> WORK TO COMPLETE:
Go through the data below and copy each line that includes "query".

> DATASET RECORDS:

- - - - - - -

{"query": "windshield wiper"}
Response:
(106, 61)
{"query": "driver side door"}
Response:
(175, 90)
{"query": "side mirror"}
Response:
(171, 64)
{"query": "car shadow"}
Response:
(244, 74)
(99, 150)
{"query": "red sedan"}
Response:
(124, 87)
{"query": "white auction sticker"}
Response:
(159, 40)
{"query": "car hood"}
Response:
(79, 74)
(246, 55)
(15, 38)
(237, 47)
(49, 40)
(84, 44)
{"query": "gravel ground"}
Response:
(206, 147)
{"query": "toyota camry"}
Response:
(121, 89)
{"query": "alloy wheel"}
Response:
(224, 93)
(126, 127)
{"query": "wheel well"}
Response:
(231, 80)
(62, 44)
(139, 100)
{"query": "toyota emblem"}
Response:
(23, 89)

- - - - - - -

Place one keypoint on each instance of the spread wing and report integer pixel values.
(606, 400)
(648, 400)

- - - - - - -

> RESULT OF THIS EXERCISE:
{"query": "windshield wiper"}
{"query": "driver side door"}
{"query": "side mirror"}
{"query": "car shadow"}
{"query": "red sedan"}
{"query": "white auction sticker"}
{"query": "car hood"}
{"query": "gravel ground"}
{"query": "toyota camry"}
{"query": "alloy wheel"}
{"query": "wheel well"}
{"query": "toyota emblem"}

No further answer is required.